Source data
──────────

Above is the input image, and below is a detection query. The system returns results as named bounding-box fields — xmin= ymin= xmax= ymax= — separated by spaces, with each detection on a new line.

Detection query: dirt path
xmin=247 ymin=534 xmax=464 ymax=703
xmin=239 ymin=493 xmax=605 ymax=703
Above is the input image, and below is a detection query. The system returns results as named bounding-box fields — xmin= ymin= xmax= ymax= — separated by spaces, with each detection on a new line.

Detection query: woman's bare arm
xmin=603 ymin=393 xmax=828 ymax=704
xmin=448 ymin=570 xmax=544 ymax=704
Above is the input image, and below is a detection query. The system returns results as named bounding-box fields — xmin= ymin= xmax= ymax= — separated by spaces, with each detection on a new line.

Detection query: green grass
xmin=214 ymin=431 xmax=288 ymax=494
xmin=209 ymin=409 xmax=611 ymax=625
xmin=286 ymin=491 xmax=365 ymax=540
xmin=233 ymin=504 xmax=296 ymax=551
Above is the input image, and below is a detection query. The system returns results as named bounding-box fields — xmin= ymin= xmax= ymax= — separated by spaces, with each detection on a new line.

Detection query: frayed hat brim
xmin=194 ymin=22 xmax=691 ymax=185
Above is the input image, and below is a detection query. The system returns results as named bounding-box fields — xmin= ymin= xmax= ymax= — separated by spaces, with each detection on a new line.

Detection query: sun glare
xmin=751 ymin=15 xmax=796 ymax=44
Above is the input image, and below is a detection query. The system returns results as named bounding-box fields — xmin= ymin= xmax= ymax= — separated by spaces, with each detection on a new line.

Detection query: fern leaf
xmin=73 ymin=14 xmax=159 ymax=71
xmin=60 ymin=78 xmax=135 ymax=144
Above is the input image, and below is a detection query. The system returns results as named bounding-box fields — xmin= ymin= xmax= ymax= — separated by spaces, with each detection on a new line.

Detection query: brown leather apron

──────────

Work instructions :: Would you repeat all of the data above, word for word?

Result below ::
Above is the input image, and below is a detection query. The system returns results as named bounding-box fields — xmin= ymin= xmax= ymax= — separated by spaces, with each detection on a new line.

Detection query: dirt path
xmin=247 ymin=534 xmax=464 ymax=703
xmin=239 ymin=493 xmax=605 ymax=703
Above is the input image, and below is a detection query. The system returns results as named bounding-box fields — xmin= ymin= xmax= ymax= — separated by spaces, with each detection on a new line.

Detection query: woman's bare arm
xmin=603 ymin=393 xmax=828 ymax=704
xmin=448 ymin=570 xmax=544 ymax=704
Above is the input image, and below is a detection query. The system returns results as named bounding-box fields — xmin= ymin= xmax= ymax= — separated by spaces, with each detection on a new line.

Detection query: green grass
xmin=214 ymin=431 xmax=288 ymax=494
xmin=209 ymin=409 xmax=611 ymax=625
xmin=286 ymin=491 xmax=365 ymax=540
xmin=233 ymin=504 xmax=296 ymax=551
Above is the input image, and below is a detection query. The system returns results as named bounding-box fields — xmin= ymin= xmax= ymax= — separated by spaces, with each detection on a new line.

Detection query: frayed hat brim
xmin=194 ymin=22 xmax=691 ymax=185
Above is the input image, and below is a detection query. The system returns results as named bounding-box fields — xmin= ymin= xmax= ymax= — separated by spaces, with each detection on a new line.

Detection query: sun glare
xmin=751 ymin=15 xmax=796 ymax=44
Above is the input image, and below is a detection query. The system returns results as named bounding-box fields — xmin= ymin= xmax= ymax= — separated by spaces, with each detection on a new line.

Detection query: fern leaf
xmin=73 ymin=14 xmax=159 ymax=71
xmin=60 ymin=78 xmax=135 ymax=144
Above is the input image, and below is a detection query. The system returns results as named bounding-box fields — xmin= ymin= xmax= ymax= — separated by spaces, with each detection on a new line.

Detection query: brown leather apron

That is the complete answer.